**Explore the material**
(1) In the article on interventional pain treatment, how long does the head-to-toe exam take?
(2) Copy word for word the part of the article on interventional pain treatment starting at "Srinivasan says the" and ending at "be in pain.".

The secret, he says, is pain treatment, not pain management. "When a worker gets injured multiple things get injured. Soft tissue gets inflamed," he said. "In order for the worker to get complete relief of pain and to have normal functioning, all the areas inflamed need to be treated."

As the clinical director for the Indiana-based Advanced Interventional Pain Center, Srinivasan believes many physicians focus only on specific areas of the patient in pain and consequently only treat one area. "There's incomplete treatment with workers being referred to one specialist or another," he said. "Each one treats one area. There's no comprehensive treatment of all areas with the pain."

The interventional pain treatment system he uses begins with a 15-20 minute head-to-toe exam to determine all the sources of pain. "Is it the muscle? Is it the nerve? Is it the bone? Is it the joint?" he asks. "Then we have a treatment plan for him."

Each inflamed area is injected with a small dose of medication. After two or three treatments, he says the pain is gone and he moves on to the next area of pain. "It's all within a period of six to eight weeks and the patient is completely pain free. This is the principle behind this treatment."

The treatment works best if the injured worker avoids smoking since the medications injected clear the inflammation and open up the small blood vessels in the area being treated. "The opened up blood vessels shut down if the injured worker continues to smoke preventing long-term pain relief," he said. "So smoking cessation is a key requirement of our treatments."

Srinivasan says the system works because it addresses and alleviates all the sources of pain. In a typical workers' comp situation, an employee with a herniated disc would undergo surgery which would relieve the pain only in that area. "Once the anesthesia wears off, the pain comes back," he explained. "Invariably, they get some narcotics after the surgery. The whole picture gets kind of confused as to what is causing the relief at that point: the surgery, the anesthesia or the narcotics meds."

Identifying the areas of pain and resolving them without surgery or narcotics can reap tremendous savings for the workers' comp system, he said. An injured worker with back pain might undergo $130,000 in surgery plus another $30,000 of physical therapy and still be in pain.

"If they come to my pain center for treatment, it's three or four sessions and costs $9,000 or less," he said. "So that's a big difference."

**Records provided**

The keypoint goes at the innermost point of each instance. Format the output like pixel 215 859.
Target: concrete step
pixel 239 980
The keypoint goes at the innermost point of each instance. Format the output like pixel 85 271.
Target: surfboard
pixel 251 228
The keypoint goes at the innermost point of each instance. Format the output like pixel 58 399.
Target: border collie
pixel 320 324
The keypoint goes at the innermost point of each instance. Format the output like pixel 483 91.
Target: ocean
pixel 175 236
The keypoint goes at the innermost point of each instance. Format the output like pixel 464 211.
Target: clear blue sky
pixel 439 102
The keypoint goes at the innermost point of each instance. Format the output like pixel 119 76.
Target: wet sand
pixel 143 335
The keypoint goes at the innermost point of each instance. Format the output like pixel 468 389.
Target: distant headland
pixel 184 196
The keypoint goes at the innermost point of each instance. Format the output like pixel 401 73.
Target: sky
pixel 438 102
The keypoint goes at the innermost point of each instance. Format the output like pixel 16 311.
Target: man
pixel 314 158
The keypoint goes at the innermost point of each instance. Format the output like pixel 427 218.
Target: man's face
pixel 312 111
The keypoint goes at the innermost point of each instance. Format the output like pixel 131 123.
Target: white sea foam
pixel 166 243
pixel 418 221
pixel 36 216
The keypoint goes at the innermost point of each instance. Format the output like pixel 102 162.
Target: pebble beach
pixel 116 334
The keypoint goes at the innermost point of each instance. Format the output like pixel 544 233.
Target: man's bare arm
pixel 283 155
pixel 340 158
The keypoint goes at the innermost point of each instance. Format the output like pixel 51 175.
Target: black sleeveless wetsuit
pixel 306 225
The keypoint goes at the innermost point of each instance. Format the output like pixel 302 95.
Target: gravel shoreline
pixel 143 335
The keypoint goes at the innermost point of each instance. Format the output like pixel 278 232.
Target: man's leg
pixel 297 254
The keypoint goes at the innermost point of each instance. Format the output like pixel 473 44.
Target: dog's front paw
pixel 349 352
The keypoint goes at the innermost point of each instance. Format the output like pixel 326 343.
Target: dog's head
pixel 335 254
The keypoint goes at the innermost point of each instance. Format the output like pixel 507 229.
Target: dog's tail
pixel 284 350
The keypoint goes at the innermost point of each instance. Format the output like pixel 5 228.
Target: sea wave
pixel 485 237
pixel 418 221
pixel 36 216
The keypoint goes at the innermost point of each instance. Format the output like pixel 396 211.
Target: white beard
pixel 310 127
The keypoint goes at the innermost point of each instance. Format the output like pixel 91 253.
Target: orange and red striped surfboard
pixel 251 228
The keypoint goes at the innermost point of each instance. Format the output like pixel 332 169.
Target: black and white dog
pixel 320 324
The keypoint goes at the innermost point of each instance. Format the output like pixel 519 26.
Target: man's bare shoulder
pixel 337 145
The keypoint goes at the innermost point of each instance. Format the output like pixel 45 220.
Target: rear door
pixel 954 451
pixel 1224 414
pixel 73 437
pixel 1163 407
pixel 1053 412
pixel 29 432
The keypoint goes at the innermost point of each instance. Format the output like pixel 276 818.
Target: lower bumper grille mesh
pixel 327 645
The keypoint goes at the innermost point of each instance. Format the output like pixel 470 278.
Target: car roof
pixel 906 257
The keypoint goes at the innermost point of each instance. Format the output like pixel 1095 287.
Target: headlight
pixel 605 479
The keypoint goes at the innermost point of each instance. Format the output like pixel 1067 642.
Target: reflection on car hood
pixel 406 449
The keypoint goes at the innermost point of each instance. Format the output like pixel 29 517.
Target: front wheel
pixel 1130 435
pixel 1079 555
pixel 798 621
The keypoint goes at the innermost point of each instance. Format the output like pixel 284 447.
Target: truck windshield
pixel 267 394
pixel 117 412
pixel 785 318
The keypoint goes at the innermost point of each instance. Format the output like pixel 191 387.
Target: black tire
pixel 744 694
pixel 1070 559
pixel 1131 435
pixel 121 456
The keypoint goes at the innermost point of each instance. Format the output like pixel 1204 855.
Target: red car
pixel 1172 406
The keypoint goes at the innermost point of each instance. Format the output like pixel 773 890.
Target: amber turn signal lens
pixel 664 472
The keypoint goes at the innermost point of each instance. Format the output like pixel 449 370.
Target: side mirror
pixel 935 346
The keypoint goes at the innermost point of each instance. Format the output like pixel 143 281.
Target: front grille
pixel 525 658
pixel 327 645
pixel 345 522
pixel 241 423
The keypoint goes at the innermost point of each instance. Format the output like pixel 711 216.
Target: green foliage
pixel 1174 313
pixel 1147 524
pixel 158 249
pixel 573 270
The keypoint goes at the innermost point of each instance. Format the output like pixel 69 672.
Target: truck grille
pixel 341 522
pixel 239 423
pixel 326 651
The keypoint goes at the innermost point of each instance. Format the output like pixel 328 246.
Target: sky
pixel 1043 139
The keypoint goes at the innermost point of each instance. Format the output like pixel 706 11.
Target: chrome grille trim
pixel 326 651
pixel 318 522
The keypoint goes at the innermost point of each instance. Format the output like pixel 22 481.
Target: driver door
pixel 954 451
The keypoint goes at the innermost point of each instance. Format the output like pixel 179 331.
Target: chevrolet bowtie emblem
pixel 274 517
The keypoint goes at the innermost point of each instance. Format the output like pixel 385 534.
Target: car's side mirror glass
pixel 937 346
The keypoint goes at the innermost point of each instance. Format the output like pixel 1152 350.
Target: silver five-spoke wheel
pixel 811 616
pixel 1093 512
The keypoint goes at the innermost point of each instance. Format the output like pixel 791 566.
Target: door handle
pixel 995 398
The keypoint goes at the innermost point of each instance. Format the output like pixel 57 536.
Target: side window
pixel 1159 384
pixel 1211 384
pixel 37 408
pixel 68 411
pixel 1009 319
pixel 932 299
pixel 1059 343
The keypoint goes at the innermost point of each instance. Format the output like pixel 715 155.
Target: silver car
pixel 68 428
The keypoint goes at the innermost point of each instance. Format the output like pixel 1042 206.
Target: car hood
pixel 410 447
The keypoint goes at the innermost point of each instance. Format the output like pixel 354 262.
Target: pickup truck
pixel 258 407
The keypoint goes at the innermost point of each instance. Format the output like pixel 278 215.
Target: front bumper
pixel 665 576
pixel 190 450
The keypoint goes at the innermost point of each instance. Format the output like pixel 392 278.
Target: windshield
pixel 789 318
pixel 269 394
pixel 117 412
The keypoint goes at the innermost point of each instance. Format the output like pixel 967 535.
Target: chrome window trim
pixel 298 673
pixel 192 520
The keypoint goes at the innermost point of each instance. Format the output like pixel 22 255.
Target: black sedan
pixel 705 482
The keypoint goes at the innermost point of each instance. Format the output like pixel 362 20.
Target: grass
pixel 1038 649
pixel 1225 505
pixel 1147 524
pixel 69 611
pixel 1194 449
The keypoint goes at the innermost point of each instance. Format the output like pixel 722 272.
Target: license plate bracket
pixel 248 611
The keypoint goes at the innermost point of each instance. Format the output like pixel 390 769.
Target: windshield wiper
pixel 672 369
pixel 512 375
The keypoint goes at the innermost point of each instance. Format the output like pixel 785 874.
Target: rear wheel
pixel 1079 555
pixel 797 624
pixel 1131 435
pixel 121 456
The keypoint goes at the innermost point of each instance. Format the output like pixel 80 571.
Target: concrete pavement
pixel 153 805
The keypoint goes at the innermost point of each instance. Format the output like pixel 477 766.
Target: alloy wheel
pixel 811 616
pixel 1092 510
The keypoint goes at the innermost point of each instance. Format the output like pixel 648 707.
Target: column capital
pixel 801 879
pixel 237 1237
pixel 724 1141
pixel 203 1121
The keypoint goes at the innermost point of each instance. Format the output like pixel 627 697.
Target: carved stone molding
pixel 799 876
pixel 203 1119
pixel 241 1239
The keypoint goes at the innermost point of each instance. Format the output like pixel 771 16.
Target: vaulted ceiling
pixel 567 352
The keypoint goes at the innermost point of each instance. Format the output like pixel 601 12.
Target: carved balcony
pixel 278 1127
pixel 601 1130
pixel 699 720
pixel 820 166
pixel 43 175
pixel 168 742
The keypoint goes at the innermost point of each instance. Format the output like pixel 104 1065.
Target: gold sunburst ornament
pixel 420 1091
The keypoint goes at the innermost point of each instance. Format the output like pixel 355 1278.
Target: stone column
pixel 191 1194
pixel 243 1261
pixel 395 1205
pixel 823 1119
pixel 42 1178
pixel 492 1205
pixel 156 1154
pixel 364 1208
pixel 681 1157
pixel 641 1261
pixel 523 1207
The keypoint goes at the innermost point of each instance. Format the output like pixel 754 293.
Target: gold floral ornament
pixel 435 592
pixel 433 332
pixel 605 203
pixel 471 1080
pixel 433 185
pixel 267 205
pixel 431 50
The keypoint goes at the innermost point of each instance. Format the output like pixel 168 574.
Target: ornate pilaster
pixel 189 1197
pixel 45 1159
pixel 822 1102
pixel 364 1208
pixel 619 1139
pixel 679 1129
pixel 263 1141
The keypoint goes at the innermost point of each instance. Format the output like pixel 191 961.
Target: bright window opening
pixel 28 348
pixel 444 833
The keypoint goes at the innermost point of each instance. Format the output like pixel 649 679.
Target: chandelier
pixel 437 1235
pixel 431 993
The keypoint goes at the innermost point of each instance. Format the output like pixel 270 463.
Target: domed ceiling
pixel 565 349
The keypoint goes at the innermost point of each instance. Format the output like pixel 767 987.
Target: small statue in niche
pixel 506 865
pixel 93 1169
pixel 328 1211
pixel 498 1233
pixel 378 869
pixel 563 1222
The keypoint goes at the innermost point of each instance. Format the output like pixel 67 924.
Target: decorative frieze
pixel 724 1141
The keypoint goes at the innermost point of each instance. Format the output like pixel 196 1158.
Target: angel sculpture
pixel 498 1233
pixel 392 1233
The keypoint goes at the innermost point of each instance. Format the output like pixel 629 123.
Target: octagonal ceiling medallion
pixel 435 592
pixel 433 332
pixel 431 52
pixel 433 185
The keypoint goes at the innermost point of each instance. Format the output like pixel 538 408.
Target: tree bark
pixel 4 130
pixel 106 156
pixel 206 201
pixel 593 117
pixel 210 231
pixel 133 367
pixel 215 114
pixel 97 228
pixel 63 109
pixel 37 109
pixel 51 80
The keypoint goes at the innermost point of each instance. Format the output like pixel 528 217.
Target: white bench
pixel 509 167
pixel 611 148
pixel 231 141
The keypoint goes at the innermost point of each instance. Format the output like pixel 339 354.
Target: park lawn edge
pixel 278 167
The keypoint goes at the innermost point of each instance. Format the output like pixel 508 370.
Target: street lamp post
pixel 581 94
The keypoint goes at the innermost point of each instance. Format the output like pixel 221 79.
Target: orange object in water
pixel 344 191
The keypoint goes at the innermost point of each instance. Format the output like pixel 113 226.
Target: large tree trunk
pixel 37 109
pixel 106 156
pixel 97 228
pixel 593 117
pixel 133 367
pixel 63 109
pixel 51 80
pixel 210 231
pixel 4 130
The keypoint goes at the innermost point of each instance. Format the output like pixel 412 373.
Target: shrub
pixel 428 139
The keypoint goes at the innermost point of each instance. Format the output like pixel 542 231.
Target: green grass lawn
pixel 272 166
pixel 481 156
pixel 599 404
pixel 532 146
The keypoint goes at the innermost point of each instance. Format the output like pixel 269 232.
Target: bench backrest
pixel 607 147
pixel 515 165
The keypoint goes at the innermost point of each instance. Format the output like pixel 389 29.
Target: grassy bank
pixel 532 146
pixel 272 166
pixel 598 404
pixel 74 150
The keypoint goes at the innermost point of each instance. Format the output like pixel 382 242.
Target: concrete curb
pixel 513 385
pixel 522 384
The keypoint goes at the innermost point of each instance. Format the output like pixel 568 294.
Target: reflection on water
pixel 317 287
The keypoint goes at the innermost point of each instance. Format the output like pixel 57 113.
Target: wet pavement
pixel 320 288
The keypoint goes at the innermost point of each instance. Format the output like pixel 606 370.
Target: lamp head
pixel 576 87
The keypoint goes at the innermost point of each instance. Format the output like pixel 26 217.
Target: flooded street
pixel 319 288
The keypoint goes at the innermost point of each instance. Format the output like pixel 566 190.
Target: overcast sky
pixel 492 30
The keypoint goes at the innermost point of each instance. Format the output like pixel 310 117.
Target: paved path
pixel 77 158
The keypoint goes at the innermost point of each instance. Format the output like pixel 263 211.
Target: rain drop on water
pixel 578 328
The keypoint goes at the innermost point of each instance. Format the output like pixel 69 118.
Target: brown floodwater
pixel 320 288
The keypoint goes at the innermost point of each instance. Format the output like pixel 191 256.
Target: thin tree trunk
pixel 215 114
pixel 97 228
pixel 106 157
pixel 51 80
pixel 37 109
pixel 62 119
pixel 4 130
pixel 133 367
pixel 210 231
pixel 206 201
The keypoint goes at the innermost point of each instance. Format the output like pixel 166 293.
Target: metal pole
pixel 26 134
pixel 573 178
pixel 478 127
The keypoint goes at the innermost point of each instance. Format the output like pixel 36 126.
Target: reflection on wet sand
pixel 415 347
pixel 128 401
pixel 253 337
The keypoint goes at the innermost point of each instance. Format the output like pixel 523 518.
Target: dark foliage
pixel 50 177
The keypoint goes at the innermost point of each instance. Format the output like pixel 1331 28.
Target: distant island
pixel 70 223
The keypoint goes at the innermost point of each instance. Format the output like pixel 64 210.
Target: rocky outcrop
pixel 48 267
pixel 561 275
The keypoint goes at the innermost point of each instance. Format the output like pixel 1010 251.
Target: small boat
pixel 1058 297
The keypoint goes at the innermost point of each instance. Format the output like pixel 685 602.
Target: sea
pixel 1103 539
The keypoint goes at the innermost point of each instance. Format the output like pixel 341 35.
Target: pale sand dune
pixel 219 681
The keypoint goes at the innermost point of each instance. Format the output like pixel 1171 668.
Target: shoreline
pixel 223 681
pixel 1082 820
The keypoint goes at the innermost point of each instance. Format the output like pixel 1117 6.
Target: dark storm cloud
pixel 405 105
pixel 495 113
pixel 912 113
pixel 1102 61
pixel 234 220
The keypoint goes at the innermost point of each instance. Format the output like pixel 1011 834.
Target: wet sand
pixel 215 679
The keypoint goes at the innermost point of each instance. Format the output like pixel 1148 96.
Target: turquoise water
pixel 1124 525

**Exercise responses**
(1) 15-20 minutes

(2)
Srinivasan says the system works because it addresses and alleviates all the sources of pain. In a typical workers' comp situation, an employee with a herniated disc would undergo surgery which would relieve the pain only in that area. "Once the anesthesia wears off, the pain comes back," he explained. "Invariably, they get some narcotics after the surgery. The whole picture gets kind of confused as to what is causing the relief at that point: the surgery, the anesthesia or the narcotics meds."

Identifying the areas of pain and resolving them without surgery or narcotics can reap tremendous savings for the workers' comp system, he said. An injured worker with back pain might undergo $130,000 in surgery plus another $30,000 of physical therapy and still be in pain.